+++ EXERCISE DATA
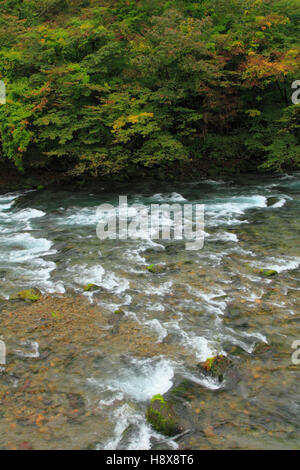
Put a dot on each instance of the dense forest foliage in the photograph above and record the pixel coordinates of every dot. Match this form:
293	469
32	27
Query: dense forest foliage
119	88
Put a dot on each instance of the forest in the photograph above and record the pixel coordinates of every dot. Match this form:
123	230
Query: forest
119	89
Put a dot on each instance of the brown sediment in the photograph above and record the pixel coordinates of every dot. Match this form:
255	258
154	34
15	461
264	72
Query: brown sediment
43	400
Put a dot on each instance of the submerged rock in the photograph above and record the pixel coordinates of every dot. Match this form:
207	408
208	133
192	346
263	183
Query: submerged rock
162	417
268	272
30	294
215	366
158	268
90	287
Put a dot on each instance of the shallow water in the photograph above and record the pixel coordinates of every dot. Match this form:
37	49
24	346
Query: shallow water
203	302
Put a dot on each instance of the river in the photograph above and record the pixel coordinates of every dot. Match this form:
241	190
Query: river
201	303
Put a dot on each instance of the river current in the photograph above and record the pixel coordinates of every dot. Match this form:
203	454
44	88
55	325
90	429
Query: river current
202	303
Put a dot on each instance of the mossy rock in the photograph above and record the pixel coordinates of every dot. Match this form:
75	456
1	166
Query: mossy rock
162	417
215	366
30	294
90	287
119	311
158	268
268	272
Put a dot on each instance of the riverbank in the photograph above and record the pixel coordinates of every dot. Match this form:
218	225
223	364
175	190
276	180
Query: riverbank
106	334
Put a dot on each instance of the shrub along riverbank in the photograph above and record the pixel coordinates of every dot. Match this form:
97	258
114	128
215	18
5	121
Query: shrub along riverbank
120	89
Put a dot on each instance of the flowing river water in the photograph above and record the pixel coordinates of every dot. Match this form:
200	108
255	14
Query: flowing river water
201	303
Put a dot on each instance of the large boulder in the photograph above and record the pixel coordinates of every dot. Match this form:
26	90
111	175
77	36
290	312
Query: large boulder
++++++
> REQUIREMENT: Please print the data above once more, exactly and without images.

> TASK OUTPUT:
Put a dot on each instance of the dense forest foliage in the photograph above and record the pixel coordinates of every dot. Match this form:
293	469
32	27
Query: dense forest foliage
119	88
Put a dot on each instance of the forest in the photograph above and record the pixel coordinates of every dot. Match this form:
123	230
Query: forest
119	89
Put a dot on each instance of the brown sediment in the photograph above and record the pixel coordinates of every dot. Match this form:
255	258
154	34
15	461
264	72
Query: brown sediment
43	400
Put a dot on each instance of the submerged rock in the photograph above and record the pixel coordinates of every dot. Match this form:
207	408
208	133
192	346
263	183
Query: submerged rock
162	417
268	272
30	294
215	366
158	268
90	287
Put a dot on each instance of the shallow water in the photograph above and record the pixel coordinates of every dot. Match this form:
37	49
24	346
Query: shallow water
203	302
Put a dot on each instance of the river in the photograph above and record the pixel coordinates of every dot. Match this form:
241	190
Query: river
201	303
Put a dot on each instance of the river current in the photograph above and record the pixel coordinates of every dot. Match this form:
203	454
44	88
55	325
90	429
Query: river current
202	303
Put a dot on each instance of the mossy rock in the photograph above and record the pixel coordinates of every dot. Match this form:
75	456
1	166
Query: mossy rock
162	417
215	366
30	294
90	287
119	311
158	268
268	272
Put a dot on each instance of the riverbank in the photograph above and record the pixel coordinates of every dot. Match this form:
218	225
223	364
175	190
276	180
Query: riverbank
106	334
Put a dot on each instance of the shrub along riverbank in the photograph above and record the pixel coordinates of every dot. Match this form:
97	258
114	128
215	18
5	121
Query: shrub along riverbank
120	89
Put a dot on each instance of the flowing river water in the photograph above and record the pixel coordinates of every dot. Match this form:
200	108
255	14
Query: flowing river water
201	303
Put a dot on each instance of the large boulder in the photograph above and record the pixel coordinates of every dot. Match this form:
26	90
111	175
77	36
290	312
Query: large boulder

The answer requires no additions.